___ Information given
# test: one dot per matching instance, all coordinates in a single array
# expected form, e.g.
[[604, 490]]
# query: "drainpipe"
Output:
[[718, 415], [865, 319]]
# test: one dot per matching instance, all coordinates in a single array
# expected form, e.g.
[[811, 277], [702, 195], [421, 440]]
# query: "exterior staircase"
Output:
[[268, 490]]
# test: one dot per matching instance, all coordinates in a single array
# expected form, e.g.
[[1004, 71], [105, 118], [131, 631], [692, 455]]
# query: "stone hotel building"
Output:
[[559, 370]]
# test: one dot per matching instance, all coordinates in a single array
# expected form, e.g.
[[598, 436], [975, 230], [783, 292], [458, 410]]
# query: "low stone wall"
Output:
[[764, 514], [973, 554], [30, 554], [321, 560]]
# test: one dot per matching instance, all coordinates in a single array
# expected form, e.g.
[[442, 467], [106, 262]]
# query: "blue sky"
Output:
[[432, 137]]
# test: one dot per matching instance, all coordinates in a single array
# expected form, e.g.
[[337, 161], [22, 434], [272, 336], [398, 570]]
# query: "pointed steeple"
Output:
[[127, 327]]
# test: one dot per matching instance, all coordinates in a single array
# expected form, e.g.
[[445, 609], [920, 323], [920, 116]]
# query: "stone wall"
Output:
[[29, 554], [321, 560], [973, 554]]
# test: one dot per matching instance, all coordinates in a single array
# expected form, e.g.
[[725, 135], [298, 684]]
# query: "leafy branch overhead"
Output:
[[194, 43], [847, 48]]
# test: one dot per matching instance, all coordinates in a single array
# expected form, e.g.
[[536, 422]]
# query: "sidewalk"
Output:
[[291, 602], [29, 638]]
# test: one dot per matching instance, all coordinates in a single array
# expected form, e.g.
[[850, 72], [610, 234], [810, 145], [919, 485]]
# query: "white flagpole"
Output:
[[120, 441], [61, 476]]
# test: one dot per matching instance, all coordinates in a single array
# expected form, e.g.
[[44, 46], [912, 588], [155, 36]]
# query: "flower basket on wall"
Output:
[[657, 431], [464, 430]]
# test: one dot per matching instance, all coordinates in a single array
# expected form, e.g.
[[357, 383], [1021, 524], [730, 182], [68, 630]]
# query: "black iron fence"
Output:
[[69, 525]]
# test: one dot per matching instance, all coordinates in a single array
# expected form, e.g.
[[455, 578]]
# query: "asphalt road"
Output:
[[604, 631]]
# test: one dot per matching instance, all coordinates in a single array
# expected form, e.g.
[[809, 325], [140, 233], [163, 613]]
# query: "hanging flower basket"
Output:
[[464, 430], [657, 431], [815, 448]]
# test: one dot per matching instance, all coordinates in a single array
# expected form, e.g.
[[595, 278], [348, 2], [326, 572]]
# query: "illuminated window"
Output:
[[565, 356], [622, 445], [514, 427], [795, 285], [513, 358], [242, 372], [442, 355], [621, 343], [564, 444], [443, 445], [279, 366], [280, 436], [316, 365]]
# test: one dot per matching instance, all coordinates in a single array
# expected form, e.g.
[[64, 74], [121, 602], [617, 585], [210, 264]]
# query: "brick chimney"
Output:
______
# Given request:
Arrange the lines as a numbered list with blank lines left out, starting from the first line of the saved data entries and stopping after the line that contains "[[432, 137]]".

# Final answer:
1. # test: one dot per matching instance, all coordinates in a single array
2. # expected form, e.g.
3. [[604, 490]]
4. # query: "drainpipe"
5. Output:
6. [[718, 415], [865, 319]]
7. # test: one dot per matching instance, all coordinates in a single array
8. # expected form, e.g.
9. [[811, 277], [702, 195], [421, 440]]
10. # query: "exterior staircase"
11. Output:
12. [[268, 490]]
13. # test: one dot per matching instance, all coordinates in a single array
14. # expected form, e.g.
15. [[1004, 71], [105, 118], [131, 631], [692, 455]]
16. # query: "stone hotel building"
17. Output:
18. [[559, 370]]
19. # test: one dot per matching instance, all coordinates in a single array
20. # expected form, e.g.
21. [[598, 436], [975, 230], [783, 292], [458, 410]]
22. # query: "low stone wall"
23. Output:
24. [[764, 514], [973, 554], [30, 554], [321, 560]]
25. # test: one dot per matching instance, all coordinates in a single array
26. # expected form, e.g.
27. [[442, 467], [106, 262]]
28. # query: "blue sky"
29. Output:
30. [[432, 137]]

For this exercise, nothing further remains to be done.